Sanatçının, kendisinin de tam ciğerine doğduğu beyaz, Hristiyan Avrupa’nın farklı ülkelerinde farklı dillerde, oradaki “yabancılar”ın da dahil olduğu (çeşit çeşit Afrika, Ortadoğu ve Balkanlar mensubu), bu kıtanın yalancı, iki yüzlü ahlakçı yapısıyla meselesi var. Her filminde bu duruma saldırıp gücün içini boşaltmayı beceriyor.
Yüksek sinemacılığı, kusursuz atmosfer kurma yeteneği ile çok saygı duyulan bir filmci olmasına rağmen dünya üzerinde, filmi oynarken en çok salon terk edilen yönetmenlerden biridir. (Terk edenlere büyük festivallerin komite üyeleri de dahildir.) Bu insanlar, yani faşist, sömürgeci, vahşi kapitalist, bağnaz, gerici, sübyancı, sapkın, hırsız, katil olan herkes, o salonlardan, filmde iddia edildiği gibi aşırı şiddetten mideleri kalktığı için değil hak ettikleri tokatları suratlarına defalarca yedikleri ve utandıkları için, yanakları kızara kızara çıkıyorlar. Kirli, çürük, adi oldukları yüzlerine söylendiğinde bu insanların üzerindeki etkisini böylece görebiliyorsunuz. Bu ahlakçı suçlu kuduz farelerin yüzlerine vurmadıkça bunlar sırtımızı kırbaçlamaya, ekmeğimizi gasp etmeye devam ederler. Bu insanlar her gittikleri yerde, evlerinde, uykularında dahi dövülmeli ve çaldıkları ekmeğimizi yerken boğulmalıdır. Tek kişiyle değil yüzler, binler eklene eklene milyonlar eden bir ulusla karşılarına çıkmalı, önce içeriyi temizleyip bunları silmeli sonra ateşi dışarı taşırmalı ve başka her nerede iseler bunları yok etmeli, sanatla, siyasetle ya da sopayla. Michael Haneke bunu sopa sertliğindeki filmleriyle yapmaya çalışıyor.
Viyana Film Akademisi’nde yönetmenlik dersi veren, zaman zaman opera ve tiyatro eserleri de yöneten sanatçı, filmlerinde hep aynı temaları işleyerek birbirine hiç ama hiç benzemeyen filmler çekti. Aynı tema derken filmin zırt diye bir yerinde gıcırdayarak kapanan anlamsız kapıları değil, felsefe, inanç/inançsızlık, psikolojik derinlik gibi malzemelerle dolu, manalı filmleri kastediyoruz.

_Sağlanan Veriler_.
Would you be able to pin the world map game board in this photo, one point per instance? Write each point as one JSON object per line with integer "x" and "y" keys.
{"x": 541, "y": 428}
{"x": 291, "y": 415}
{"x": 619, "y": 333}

_Görev Tanımı A_. Okuma parçasına göre sanatçı Viyana Film Akademisi'nde hangi dersi veriyor?
_Görev Tanımı B_. Michael Haneke üzerine yazıyı kaldığı yerden alın ve birkaç cümleyle sürdürün.

_Yazılı Yanıt A_. Yönetmenlik dersi veriyor.

_Yazılı Yanıt B_.
Sanatın görevi ve işlevinin cevap vermek değil her zaman soru sormak olduğu inancına sıkı sıkıya bağlı Haneke hoca, filmleriyle işte bu soruların cevaplarını bilmelerinden veya aramalarından dolayı seyircisini rahatsız eder. Bu rahatsızlık için kullandığı yöntem olan, filmlerinde şahitlik ettiğimiz (hem fiziksel hem psikolojik, daha çok psikolojik) şiddet ise öyle Tarantino’nun balonlu sakız çizgi film şiddetine benzemez insanı sarsa sarsa yerine oturtur.
Bir söyleşide kendisine sinema bir eğlence midir sanat mıdır diye sorulunca “sanat eğlencelidir” diyerek olayı sonsuza dek çözmüş, “sanat dünyayı kurtarmayacaktır ama yeterince kötü olan vaziyeti iyileştirecektir”, diye de reçeteyi yazmıştır.
Sonradan üçlemeye dönüşecek ve adı da “buzlaşma, soğuma, donma” diye çevrilebilen seride Haneke, safkan Avrupalı insanın aşırı kapitalizmden, ona yetmek için sürekli tüketmesinden, satın almasından, bunun için satılık olmasından dolayı dünyadan ve hayattan soğuması, yaşadığı çevreye ve kendine yabancılaşması sonucu kelimenin tam anlamıyla delirmesi ve bunun sebeplerinden çok sonuçlarına odaklanan hikayeler anlatmaya devam eder. İşte ucu sivri soruların cevapları bu delirmenin sebepleridir. Cevapları bilen aklına sahip çıksın.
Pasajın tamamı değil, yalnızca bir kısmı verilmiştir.